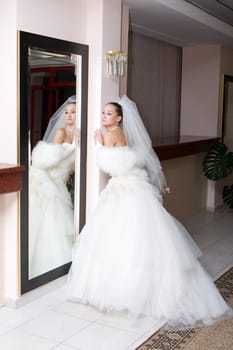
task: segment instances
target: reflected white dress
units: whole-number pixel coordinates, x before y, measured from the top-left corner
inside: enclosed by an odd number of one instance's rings
[[[230,313],[136,152],[98,146],[97,161],[112,177],[73,248],[69,297],[170,325],[209,324]]]
[[[29,278],[71,261],[74,213],[67,180],[75,145],[40,141],[29,171]]]

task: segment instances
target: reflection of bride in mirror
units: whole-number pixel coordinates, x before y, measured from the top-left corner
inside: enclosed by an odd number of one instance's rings
[[[29,177],[29,278],[71,261],[73,204],[67,181],[75,162],[76,99],[50,118],[32,151]]]

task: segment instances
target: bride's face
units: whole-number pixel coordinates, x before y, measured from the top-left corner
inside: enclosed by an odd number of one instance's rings
[[[104,106],[101,123],[105,127],[110,127],[114,125],[118,125],[121,121],[121,116],[117,114],[116,107],[112,104],[107,104]]]
[[[76,104],[69,103],[65,108],[65,120],[67,125],[73,126],[76,118]]]

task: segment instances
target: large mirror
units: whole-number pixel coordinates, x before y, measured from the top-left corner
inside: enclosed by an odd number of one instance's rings
[[[85,223],[88,47],[19,32],[21,293],[69,270]]]

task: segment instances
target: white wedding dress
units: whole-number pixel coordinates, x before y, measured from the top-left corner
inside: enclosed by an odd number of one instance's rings
[[[74,213],[66,183],[75,144],[40,141],[29,171],[29,278],[71,261]]]
[[[97,162],[112,177],[73,248],[69,297],[176,326],[210,324],[230,313],[197,260],[199,248],[163,207],[136,152],[98,145]]]

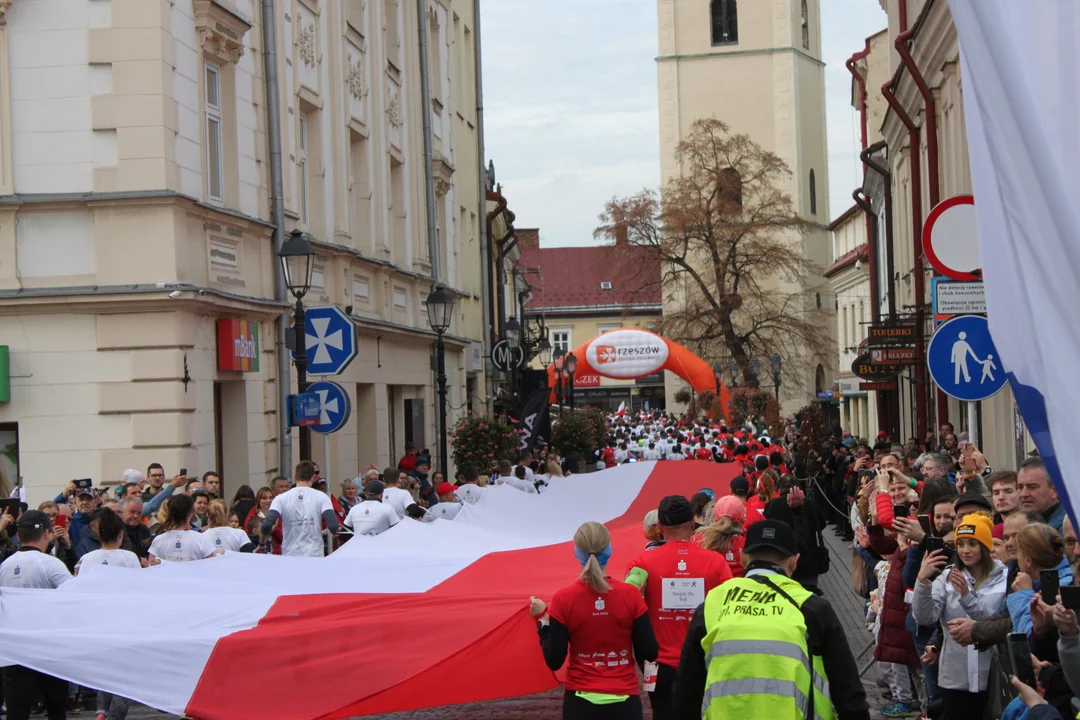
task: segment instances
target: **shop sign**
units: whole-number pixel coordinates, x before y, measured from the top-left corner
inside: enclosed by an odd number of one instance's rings
[[[218,370],[259,371],[259,323],[221,318],[217,331]]]
[[[914,365],[915,348],[913,347],[888,347],[871,348],[870,362],[879,365]]]
[[[0,345],[0,402],[11,401],[11,355],[7,345]]]
[[[895,390],[895,380],[882,380],[880,382],[864,382],[862,384],[863,390]]]
[[[866,331],[867,345],[907,345],[915,342],[915,326],[905,323],[874,323]]]
[[[574,376],[575,388],[588,388],[588,387],[600,387],[600,375],[599,373],[590,373],[588,375],[575,375]]]
[[[851,363],[851,372],[863,380],[890,380],[900,374],[900,366],[896,364],[880,364],[870,359],[869,354],[860,355]],[[863,383],[863,390],[867,390]]]
[[[607,377],[632,379],[652,375],[664,367],[668,353],[668,345],[659,335],[644,330],[613,330],[589,343],[585,359]]]

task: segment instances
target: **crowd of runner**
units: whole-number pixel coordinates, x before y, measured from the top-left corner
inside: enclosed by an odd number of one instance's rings
[[[1015,472],[994,470],[948,425],[905,444],[839,430],[809,451],[797,440],[796,423],[770,438],[760,421],[728,428],[618,414],[587,458],[560,458],[541,442],[491,467],[459,468],[451,481],[410,446],[395,466],[372,466],[333,488],[305,461],[291,478],[241,486],[230,498],[215,472],[181,470],[170,480],[155,463],[109,488],[72,481],[36,509],[20,512],[9,501],[0,515],[0,587],[57,587],[95,565],[138,569],[229,551],[319,557],[398,523],[452,521],[493,485],[535,494],[625,463],[730,463],[737,474],[729,487],[667,497],[645,516],[640,553],[625,569],[606,568],[607,530],[582,526],[574,538],[581,579],[531,600],[546,662],[557,669],[569,658],[565,717],[640,717],[639,671],[657,720],[786,717],[789,701],[823,718],[823,706],[835,717],[867,718],[878,704],[860,682],[867,671],[885,717],[1076,716],[1080,629],[1071,608],[1080,606],[1080,547],[1037,456]],[[830,552],[827,524],[850,543],[850,556]],[[864,600],[875,644],[863,672],[821,597],[832,562],[851,563],[852,591]],[[721,585],[730,590],[711,592]],[[790,605],[776,606],[777,597]],[[775,614],[767,623],[757,615],[766,600]],[[801,625],[785,607],[799,609]],[[782,662],[753,659],[771,654],[761,647],[790,645],[793,632],[803,635],[796,645],[806,664],[789,668],[790,678],[776,674]],[[760,646],[765,637],[772,645]],[[601,651],[603,663],[592,662]],[[28,668],[4,668],[3,679],[9,718],[86,707],[120,720],[127,712],[123,698]],[[781,693],[788,700],[758,681],[793,683]]]

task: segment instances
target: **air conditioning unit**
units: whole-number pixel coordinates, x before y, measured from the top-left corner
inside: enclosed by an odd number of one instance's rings
[[[609,282],[600,283],[600,289],[601,290],[610,290],[611,289],[611,283],[609,283]]]

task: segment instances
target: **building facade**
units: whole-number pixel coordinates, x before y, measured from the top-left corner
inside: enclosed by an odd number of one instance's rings
[[[870,268],[866,247],[866,216],[856,205],[829,225],[832,233],[832,265],[825,277],[832,284],[836,303],[836,385],[840,427],[859,436],[878,432],[875,398],[862,389],[862,380],[851,366],[865,347],[870,317]]]
[[[275,5],[284,230],[318,253],[305,304],[359,327],[332,378],[352,417],[329,455],[312,443],[337,483],[435,445],[434,281],[459,298],[452,417],[485,400],[476,23],[471,2],[427,4],[430,245],[415,4]],[[288,474],[283,440],[298,459],[278,431],[264,49],[257,0],[0,0],[0,443],[32,502],[150,462],[231,492]]]
[[[871,298],[867,288],[867,299],[875,319],[914,322],[925,346],[935,328],[934,271],[922,228],[938,202],[972,190],[959,46],[948,3],[880,1],[887,30],[849,61],[854,105],[866,118],[864,156],[873,163],[864,166],[862,190],[874,212],[869,248],[878,292]],[[896,390],[877,393],[882,423],[895,424],[903,439],[948,422],[978,442],[991,466],[1016,467],[1033,445],[1008,386],[969,407],[941,393],[925,367],[924,349]]]
[[[661,177],[679,174],[676,145],[700,118],[722,120],[732,133],[779,155],[791,175],[778,189],[809,226],[805,237],[792,239],[816,268],[806,296],[828,317],[821,299],[829,288],[819,274],[830,262],[819,0],[657,0],[657,8]],[[679,306],[676,288],[665,288],[664,303]],[[824,321],[822,332],[830,333],[831,325]],[[717,357],[723,354],[717,350]],[[767,366],[768,358],[763,362]],[[831,353],[785,358],[784,367],[785,412],[814,399],[833,372]],[[668,386],[669,406],[677,387]]]
[[[608,246],[541,248],[540,231],[519,229],[518,272],[527,293],[524,318],[543,326],[552,351],[574,348],[611,330],[655,330],[661,320],[660,267],[645,248]],[[633,266],[629,269],[626,266]],[[542,368],[533,358],[533,369]],[[617,410],[666,407],[665,375],[623,380],[600,375],[574,378],[576,406]]]

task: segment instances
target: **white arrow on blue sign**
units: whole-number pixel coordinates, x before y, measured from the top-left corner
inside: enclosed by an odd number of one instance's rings
[[[1005,387],[1005,368],[981,315],[961,315],[943,323],[926,349],[930,375],[957,400],[985,400]]]
[[[319,404],[322,406],[319,424],[312,425],[312,430],[323,434],[337,432],[349,422],[352,403],[349,402],[349,393],[345,392],[345,388],[335,382],[323,381],[308,385],[307,391],[318,395]]]
[[[304,324],[308,375],[340,374],[356,357],[356,325],[352,318],[333,305],[323,305],[307,308]]]

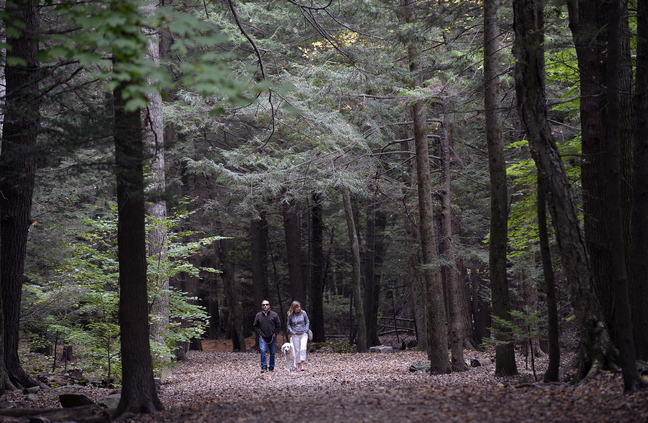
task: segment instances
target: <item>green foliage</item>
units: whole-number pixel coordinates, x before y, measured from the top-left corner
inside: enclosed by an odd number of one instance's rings
[[[214,241],[223,239],[221,236],[199,237],[200,235],[194,231],[180,231],[184,222],[191,217],[193,213],[177,212],[174,216],[167,218],[164,222],[159,222],[153,217],[149,216],[147,225],[149,227],[157,227],[160,223],[166,228],[168,243],[166,245],[167,260],[160,260],[158,256],[149,256],[147,272],[150,281],[161,281],[170,279],[179,273],[186,273],[190,276],[198,276],[202,272],[216,272],[215,269],[208,267],[197,268],[189,263],[186,258],[190,257],[201,249],[211,245]],[[197,238],[195,239],[194,238]],[[151,292],[149,287],[149,292]]]
[[[159,291],[158,291],[159,292]],[[189,342],[193,338],[200,338],[207,329],[209,315],[204,307],[194,303],[197,298],[188,297],[185,293],[170,289],[169,311],[171,322],[164,333],[164,342],[151,340],[151,354],[156,370],[169,365],[169,359],[173,359],[173,350],[183,342]],[[151,321],[158,316],[150,316]]]
[[[552,110],[566,112],[570,118],[576,118],[580,107],[580,76],[576,49],[560,49],[547,54],[547,80],[558,84],[563,89]]]
[[[514,182],[512,203],[509,212],[509,256],[524,254],[538,242],[537,171],[530,157],[527,140],[511,143],[508,150],[516,152],[506,169],[507,176]],[[574,137],[558,145],[563,158],[567,177],[575,188],[580,186],[581,154],[580,137]],[[550,229],[550,228],[549,228]]]
[[[184,216],[175,216],[170,229],[179,225]],[[74,347],[79,367],[106,383],[121,375],[119,348],[119,284],[116,251],[116,216],[98,217],[86,223],[91,230],[77,234],[70,255],[57,268],[56,277],[47,281],[25,284],[24,303],[27,305],[23,329],[32,333],[34,346],[61,343]],[[199,271],[186,258],[219,237],[183,242],[193,233],[171,232],[169,257],[164,262],[149,257],[149,293],[153,302],[162,293],[158,280],[171,278],[179,272],[197,274]],[[180,342],[199,337],[207,327],[205,310],[177,290],[169,292],[171,324],[164,334],[164,343],[152,340],[156,364],[160,365]],[[150,316],[151,320],[157,316]]]
[[[493,327],[489,328],[491,338],[485,340],[485,344],[497,346],[516,343],[528,347],[529,354],[527,354],[527,358],[531,357],[531,368],[537,380],[533,340],[541,339],[541,334],[545,333],[545,317],[539,311],[532,313],[528,306],[524,307],[524,311],[514,310],[510,311],[509,314],[511,320],[491,316],[493,319]]]
[[[59,16],[77,30],[51,37],[50,46],[40,52],[40,57],[72,59],[81,66],[93,67],[95,76],[110,90],[126,83],[123,95],[127,111],[145,108],[149,93],[179,86],[203,96],[218,94],[237,105],[250,103],[244,95],[246,90],[266,89],[262,84],[250,84],[249,77],[235,74],[228,65],[229,53],[216,53],[216,47],[227,41],[216,26],[170,7],[157,8],[147,16],[144,4],[138,0],[57,4]],[[184,58],[176,63],[179,74],[147,59],[149,34],[161,30],[173,37],[171,53]]]
[[[501,345],[508,343],[524,343],[533,339],[540,339],[540,328],[545,326],[545,320],[540,312],[531,313],[528,307],[524,311],[510,311],[511,319],[503,319],[495,315],[493,327],[489,328],[492,337],[487,340],[488,345]]]
[[[357,352],[356,346],[349,344],[348,341],[333,341],[330,343],[333,352],[339,354],[350,354]]]
[[[356,346],[349,344],[349,341],[332,341],[332,342],[310,342],[309,351],[314,352],[322,348],[330,348],[331,351],[338,354],[352,354],[357,352]]]

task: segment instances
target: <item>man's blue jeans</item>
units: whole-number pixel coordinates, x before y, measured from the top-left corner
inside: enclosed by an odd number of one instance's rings
[[[274,336],[266,338],[264,336],[259,337],[259,350],[261,351],[261,368],[263,370],[268,368],[268,361],[266,358],[266,353],[270,353],[270,368],[274,369],[275,366],[275,350],[277,347],[277,338]]]

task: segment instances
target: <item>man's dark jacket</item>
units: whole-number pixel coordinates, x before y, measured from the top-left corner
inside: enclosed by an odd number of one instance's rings
[[[267,314],[260,311],[254,318],[254,329],[259,336],[271,338],[281,332],[279,315],[270,310]]]

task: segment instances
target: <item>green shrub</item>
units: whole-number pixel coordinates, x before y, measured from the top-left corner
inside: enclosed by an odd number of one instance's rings
[[[354,353],[357,352],[356,346],[349,344],[348,341],[334,341],[331,342],[331,349],[333,352],[336,353],[341,353],[341,354],[348,354],[348,353]]]
[[[119,266],[117,261],[116,220],[97,218],[86,223],[91,230],[75,234],[68,256],[57,265],[56,276],[49,280],[30,278],[24,287],[26,310],[23,329],[30,333],[31,347],[68,345],[74,349],[75,365],[86,377],[103,380],[106,385],[119,383],[121,352],[119,343]],[[179,218],[165,222],[172,229]],[[150,257],[148,266],[149,302],[168,297],[169,325],[162,342],[151,340],[156,370],[168,366],[172,351],[179,343],[200,337],[209,316],[204,308],[192,304],[195,298],[169,289],[160,289],[161,280],[179,272],[198,275],[200,271],[187,261],[200,248],[219,237],[183,242],[188,236],[169,233],[168,257]],[[153,321],[157,316],[150,316]],[[56,368],[56,357],[52,368]]]

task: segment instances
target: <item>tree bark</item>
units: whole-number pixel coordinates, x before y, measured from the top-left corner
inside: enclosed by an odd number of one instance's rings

###

» Exercise goal
Take every line from the data that includes the word "dress".

» Solution to the exercise
target: reflected white dress
target: white wedding dress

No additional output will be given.